Antonio Devicienti sul saggio “Sentieri. Saggi e racconti sul corpo della scrittura”, Fallone Editore.

Intervista ad Antonio Devicienti a cura di Andrea Leone, incentrata sul saggio “Sentieri. Saggi e racconti sul corpo della scrittura” appena uscito per Fallone Editore, nella collana I Labirinti Concentrici.

  1. In Sentieri la scrittura non viene concepita come un atto puramente mentale e astratto, ma quasi come un organismo vivente, qualcosa che passa inevitabilmente attraverso il corpo e attraverso i luoghi reali e si lega e ci lega in modo profondo al mondo. Vorrebbe spiegare meglio questa idea?

+ + + + +

» **Consegna 1**:
Traduci in inglese questa frase dell'intervista su Sentieri: «In Sentieri la scrittura non viene concepita come un atto puramente mentale e astratto, ma quasi come un organismo vivente, qualcosa che passa inevitabilmente attraverso il corpo e attraverso i luoghi reali e si lega e ci lega in modo profondo al mondo.»
» **Consegna 2**:
Riporta tali e quali le righe dell'elenco che vanno da quella contenente "chair accordingly in the photo above." fino alla fine dell'elenco, estremi compresi.

+ + + + +

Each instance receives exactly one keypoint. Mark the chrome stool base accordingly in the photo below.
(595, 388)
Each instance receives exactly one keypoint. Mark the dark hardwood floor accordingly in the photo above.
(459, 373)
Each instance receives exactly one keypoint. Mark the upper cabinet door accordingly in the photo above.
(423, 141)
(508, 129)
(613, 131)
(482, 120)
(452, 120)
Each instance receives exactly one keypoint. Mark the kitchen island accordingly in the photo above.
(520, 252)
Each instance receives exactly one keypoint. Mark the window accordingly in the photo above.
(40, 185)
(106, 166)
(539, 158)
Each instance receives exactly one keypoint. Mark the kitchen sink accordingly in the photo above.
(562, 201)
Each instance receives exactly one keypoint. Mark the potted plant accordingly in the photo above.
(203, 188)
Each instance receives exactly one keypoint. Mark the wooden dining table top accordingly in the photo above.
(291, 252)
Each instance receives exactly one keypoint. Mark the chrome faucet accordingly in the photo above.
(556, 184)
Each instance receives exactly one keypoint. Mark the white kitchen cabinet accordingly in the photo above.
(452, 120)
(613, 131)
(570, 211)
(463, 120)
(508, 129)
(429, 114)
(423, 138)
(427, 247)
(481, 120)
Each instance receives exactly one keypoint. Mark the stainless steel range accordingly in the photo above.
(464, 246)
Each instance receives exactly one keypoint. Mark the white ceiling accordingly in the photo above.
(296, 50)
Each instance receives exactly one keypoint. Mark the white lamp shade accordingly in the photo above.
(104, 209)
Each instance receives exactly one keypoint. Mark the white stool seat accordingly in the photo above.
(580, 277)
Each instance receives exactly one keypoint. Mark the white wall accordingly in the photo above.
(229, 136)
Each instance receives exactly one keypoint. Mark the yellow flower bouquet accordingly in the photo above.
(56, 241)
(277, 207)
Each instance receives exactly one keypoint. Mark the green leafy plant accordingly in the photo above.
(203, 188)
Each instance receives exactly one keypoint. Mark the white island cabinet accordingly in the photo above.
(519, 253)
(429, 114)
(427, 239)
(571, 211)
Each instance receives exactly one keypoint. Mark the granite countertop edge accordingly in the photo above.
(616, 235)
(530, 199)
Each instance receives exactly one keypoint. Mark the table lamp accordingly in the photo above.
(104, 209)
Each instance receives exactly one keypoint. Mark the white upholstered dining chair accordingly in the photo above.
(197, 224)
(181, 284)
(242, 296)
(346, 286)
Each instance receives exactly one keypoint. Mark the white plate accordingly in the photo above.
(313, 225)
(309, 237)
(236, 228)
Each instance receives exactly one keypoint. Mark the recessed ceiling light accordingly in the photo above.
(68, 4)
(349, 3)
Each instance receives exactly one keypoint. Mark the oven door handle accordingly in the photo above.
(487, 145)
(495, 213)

+ + + + +

» **Risultato 1**:
In Sentieri, writing is not conceived as a purely mental and abstract act, but almost as a living organism, something that inevitably passes through the body and through real places and binds itself, and binds us, deeply to the world.

» **Risultato 2**:
Each instance receives exactly one keypoint. Mark the white upholstered dining chair accordingly in the photo above.
(197, 224)
(181, 284)
(242, 296)
(346, 286)
Each instance receives exactly one keypoint. Mark the white plate accordingly in the photo above.
(313, 225)
(309, 237)
(236, 228)
Each instance receives exactly one keypoint. Mark the recessed ceiling light accordingly in the photo above.
(68, 4)
(349, 3)
Each instance receives exactly one keypoint. Mark the oven door handle accordingly in the photo above.
(487, 145)
(495, 213)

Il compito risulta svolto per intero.